Task prompt
Reproduce the entries from the line containing "Annotate each instance of the draped" through the last entry, substituting "olive green cushion" for "sage green pillow" and changing nothing else.

Exercise data
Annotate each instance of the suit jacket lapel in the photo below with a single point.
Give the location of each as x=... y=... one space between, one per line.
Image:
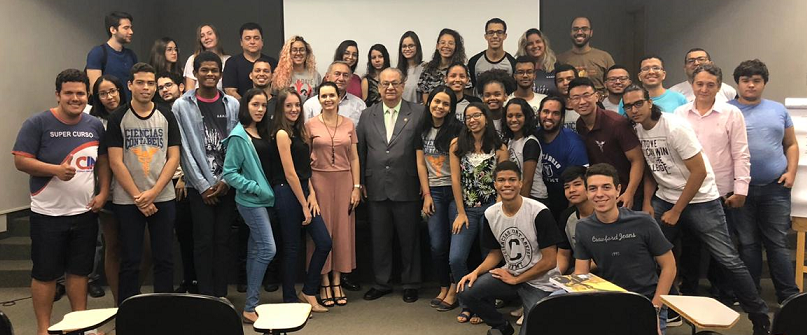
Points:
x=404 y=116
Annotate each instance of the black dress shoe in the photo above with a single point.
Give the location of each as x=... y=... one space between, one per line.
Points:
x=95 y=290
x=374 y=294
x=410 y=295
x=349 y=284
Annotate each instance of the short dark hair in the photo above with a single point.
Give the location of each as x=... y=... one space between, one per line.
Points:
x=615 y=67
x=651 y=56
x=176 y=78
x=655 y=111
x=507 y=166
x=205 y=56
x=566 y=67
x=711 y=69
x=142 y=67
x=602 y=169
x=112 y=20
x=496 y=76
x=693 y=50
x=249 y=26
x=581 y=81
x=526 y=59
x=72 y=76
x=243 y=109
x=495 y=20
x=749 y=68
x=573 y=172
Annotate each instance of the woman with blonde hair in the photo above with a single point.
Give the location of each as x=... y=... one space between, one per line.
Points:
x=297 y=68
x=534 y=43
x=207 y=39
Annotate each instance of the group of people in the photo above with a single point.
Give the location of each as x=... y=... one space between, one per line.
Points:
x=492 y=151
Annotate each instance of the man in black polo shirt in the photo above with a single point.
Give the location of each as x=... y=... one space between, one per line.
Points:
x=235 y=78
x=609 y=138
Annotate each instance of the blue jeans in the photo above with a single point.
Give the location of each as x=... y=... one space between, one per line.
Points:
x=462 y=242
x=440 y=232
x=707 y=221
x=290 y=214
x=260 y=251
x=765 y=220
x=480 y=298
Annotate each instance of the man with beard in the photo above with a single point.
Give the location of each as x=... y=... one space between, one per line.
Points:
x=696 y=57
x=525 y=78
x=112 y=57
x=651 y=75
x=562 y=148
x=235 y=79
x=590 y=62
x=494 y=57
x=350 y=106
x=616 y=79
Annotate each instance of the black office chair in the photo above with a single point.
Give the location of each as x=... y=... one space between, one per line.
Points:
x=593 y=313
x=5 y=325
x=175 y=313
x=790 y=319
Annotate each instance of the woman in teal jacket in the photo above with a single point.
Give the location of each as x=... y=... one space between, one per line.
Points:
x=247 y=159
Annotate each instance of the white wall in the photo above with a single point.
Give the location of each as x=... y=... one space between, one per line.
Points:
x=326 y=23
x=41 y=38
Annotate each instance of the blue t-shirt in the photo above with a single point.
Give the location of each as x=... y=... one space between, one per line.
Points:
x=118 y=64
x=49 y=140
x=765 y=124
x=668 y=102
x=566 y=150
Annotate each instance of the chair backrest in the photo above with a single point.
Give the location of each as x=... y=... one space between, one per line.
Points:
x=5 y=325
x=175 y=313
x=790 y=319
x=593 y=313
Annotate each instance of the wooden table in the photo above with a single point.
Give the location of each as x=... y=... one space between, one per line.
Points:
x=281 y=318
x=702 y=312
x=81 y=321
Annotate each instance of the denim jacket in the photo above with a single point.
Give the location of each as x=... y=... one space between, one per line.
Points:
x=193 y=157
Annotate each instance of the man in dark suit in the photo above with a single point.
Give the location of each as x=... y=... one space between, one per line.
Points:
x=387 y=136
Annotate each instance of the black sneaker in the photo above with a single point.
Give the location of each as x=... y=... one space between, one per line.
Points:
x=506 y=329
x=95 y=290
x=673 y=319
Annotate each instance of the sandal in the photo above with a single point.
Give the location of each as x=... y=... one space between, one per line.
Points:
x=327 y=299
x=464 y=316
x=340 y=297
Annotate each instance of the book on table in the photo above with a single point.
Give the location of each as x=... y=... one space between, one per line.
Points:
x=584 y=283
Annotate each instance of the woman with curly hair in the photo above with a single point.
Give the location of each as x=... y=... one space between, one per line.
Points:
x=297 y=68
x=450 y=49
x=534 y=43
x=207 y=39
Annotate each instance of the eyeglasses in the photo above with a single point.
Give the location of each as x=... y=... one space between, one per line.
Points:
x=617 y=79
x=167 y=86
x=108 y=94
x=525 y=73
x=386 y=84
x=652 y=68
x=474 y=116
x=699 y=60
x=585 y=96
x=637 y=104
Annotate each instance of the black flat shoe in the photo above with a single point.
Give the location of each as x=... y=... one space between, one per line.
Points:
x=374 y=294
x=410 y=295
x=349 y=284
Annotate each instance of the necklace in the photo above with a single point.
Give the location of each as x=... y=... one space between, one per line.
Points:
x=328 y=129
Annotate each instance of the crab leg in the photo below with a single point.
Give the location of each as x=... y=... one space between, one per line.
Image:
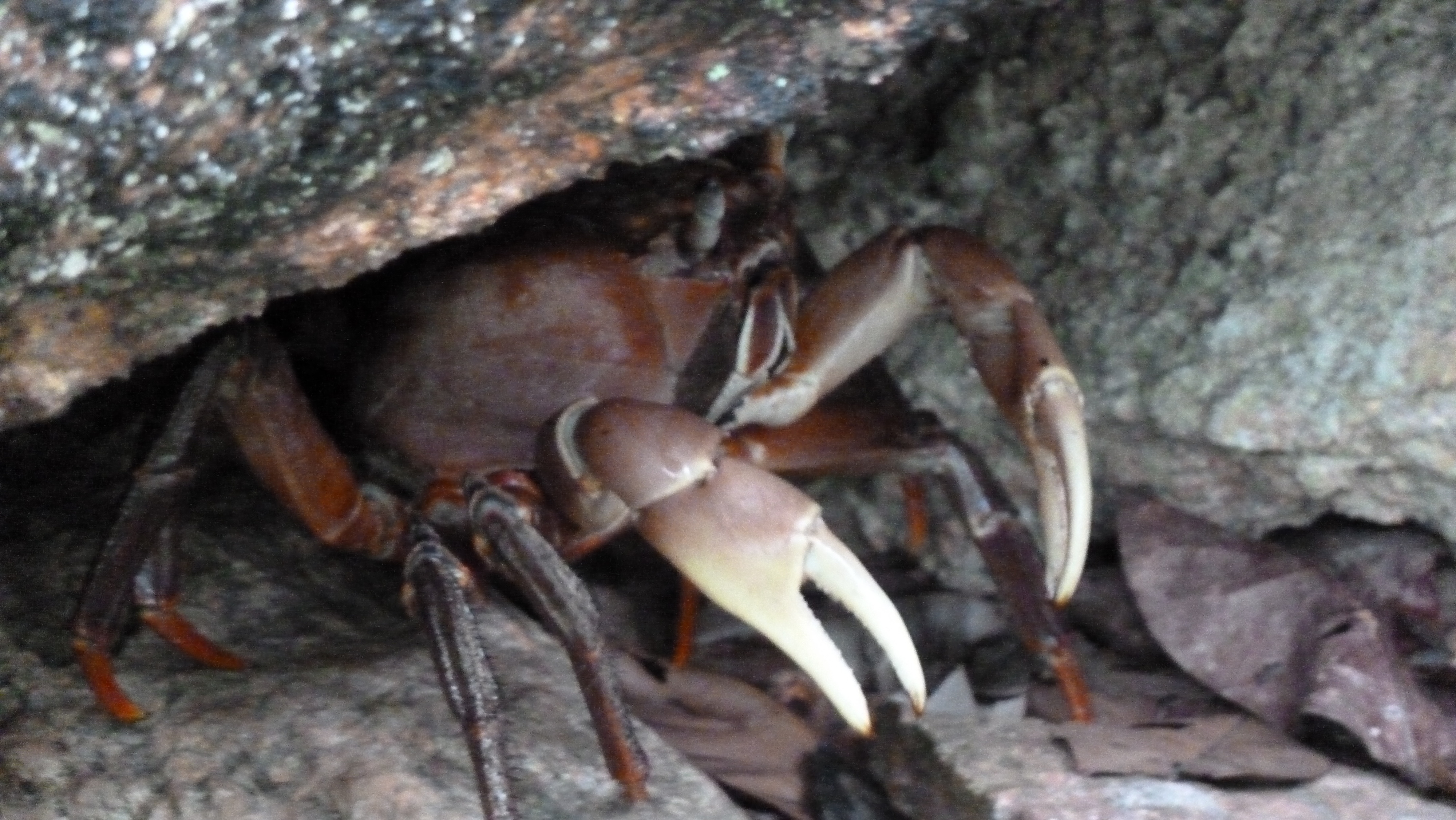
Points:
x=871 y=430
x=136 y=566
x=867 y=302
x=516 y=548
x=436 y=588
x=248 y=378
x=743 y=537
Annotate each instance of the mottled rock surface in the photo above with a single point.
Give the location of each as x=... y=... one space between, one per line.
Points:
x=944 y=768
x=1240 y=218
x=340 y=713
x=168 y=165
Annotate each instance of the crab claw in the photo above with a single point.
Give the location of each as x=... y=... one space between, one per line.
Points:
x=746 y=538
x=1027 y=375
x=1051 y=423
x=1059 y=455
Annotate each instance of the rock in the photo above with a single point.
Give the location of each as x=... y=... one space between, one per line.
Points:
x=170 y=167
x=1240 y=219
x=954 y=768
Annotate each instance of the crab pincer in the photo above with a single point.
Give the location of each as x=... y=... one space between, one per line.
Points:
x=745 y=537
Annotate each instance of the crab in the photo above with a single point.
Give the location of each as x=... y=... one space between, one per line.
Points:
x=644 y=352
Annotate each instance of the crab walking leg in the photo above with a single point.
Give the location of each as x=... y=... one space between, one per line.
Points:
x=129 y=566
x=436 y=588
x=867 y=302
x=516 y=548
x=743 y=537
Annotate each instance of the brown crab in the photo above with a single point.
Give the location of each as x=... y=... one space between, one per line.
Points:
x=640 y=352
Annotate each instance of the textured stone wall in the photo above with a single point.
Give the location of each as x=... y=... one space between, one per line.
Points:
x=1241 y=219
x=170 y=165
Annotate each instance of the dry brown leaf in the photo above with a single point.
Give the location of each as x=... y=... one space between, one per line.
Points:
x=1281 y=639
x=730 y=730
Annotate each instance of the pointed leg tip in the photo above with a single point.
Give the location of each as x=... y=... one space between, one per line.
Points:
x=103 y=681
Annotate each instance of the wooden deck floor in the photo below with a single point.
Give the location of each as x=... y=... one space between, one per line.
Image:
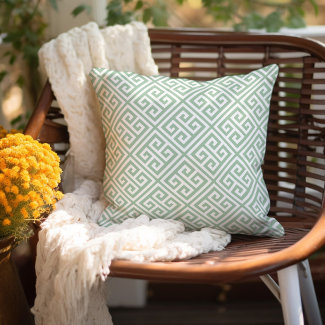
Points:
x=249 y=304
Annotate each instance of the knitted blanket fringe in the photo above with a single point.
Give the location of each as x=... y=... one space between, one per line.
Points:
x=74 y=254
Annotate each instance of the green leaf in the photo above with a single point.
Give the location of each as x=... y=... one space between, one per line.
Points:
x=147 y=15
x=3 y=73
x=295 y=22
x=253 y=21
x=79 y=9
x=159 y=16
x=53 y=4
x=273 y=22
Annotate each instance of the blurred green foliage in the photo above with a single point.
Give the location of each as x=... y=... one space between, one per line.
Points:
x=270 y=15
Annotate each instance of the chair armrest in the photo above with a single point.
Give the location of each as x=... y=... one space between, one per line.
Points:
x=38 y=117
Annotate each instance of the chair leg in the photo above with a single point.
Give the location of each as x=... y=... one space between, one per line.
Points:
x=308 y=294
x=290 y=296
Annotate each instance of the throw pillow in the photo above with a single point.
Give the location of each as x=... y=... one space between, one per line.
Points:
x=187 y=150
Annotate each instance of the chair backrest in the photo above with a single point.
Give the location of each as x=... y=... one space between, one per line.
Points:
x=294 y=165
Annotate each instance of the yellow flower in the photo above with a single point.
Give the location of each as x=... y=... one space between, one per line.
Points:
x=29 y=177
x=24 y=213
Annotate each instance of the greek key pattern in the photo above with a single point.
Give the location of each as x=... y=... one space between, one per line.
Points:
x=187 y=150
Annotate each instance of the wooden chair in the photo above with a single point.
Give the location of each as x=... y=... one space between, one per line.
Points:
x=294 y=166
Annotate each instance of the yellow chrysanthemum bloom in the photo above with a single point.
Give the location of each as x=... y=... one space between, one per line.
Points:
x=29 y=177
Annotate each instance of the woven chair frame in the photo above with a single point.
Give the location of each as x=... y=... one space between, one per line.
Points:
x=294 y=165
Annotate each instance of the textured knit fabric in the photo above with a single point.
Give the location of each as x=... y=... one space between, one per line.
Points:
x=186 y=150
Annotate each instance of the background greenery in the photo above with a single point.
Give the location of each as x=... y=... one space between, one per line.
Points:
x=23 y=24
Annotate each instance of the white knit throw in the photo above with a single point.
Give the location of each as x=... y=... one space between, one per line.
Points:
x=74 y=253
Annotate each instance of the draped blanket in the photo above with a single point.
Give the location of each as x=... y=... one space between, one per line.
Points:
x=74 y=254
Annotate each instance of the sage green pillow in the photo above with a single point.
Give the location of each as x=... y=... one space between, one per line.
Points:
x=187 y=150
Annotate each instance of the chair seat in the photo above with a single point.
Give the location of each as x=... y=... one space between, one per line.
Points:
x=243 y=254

Full solution
Annotate each instance of the draped blanket in the photo above with a single point.
Give the location of each as x=... y=... one space between, one per line.
Points:
x=74 y=254
Annotate each instance of the olive green cushion in the photo above with a single point.
Give the location of each as x=... y=... one space between, one per line.
Points:
x=187 y=150
Annotate each instance of the chair seat in the photo above with a single point.
Give the location of each as x=... y=... one space between, one per line.
Points:
x=243 y=254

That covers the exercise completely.